▶ **Exercise goal**: An exact reprint of the listing is required, with no pictures included.

[[ Available data, beginning ]]

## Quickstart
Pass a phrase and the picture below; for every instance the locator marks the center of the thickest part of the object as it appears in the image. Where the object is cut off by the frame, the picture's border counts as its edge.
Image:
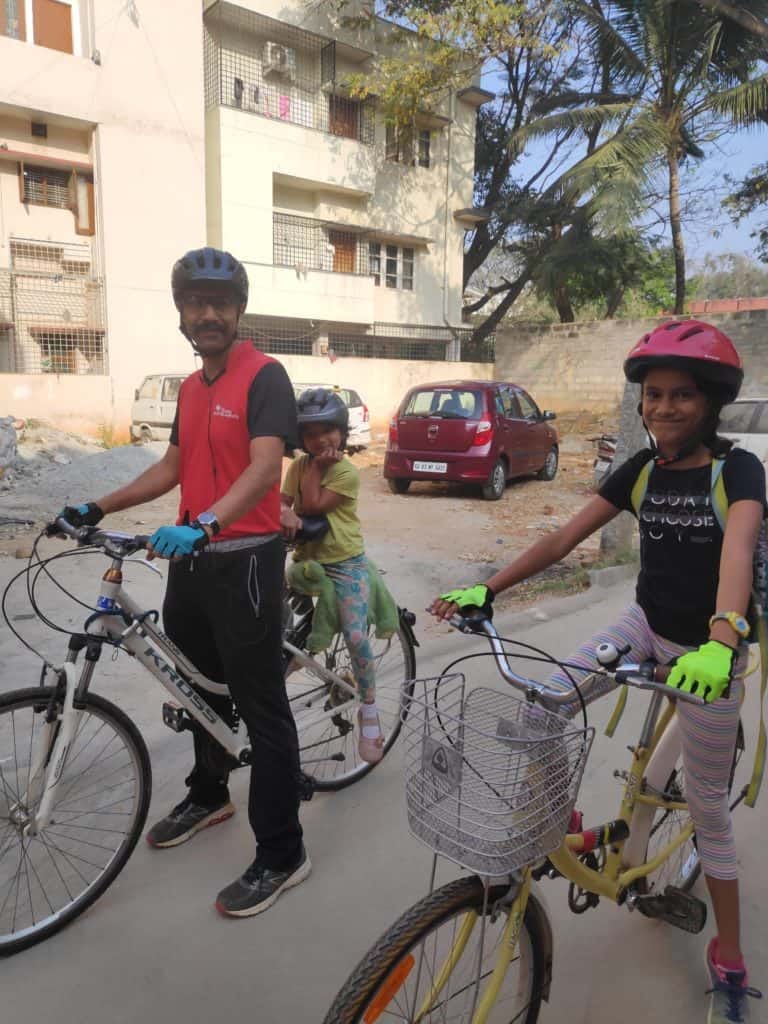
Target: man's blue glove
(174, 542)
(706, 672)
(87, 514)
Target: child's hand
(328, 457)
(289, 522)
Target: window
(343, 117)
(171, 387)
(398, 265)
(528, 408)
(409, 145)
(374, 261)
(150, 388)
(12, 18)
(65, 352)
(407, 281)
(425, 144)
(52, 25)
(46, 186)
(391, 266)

[[ Available data, end ]]

▶ **Result below**:
## Quickstart
Pass a phrase and the picture below; for every instance the locator marks the center of the thickest part of the object as it appears in the image. Where the object is cut off by the frame, the picture's border counts as its edge.
Image:
Target: man's blue glove
(174, 542)
(706, 672)
(87, 514)
Target: child's hand
(328, 457)
(289, 522)
Target: window
(343, 117)
(171, 387)
(398, 265)
(528, 408)
(409, 145)
(374, 261)
(150, 388)
(12, 18)
(65, 352)
(407, 281)
(425, 144)
(52, 25)
(46, 186)
(391, 266)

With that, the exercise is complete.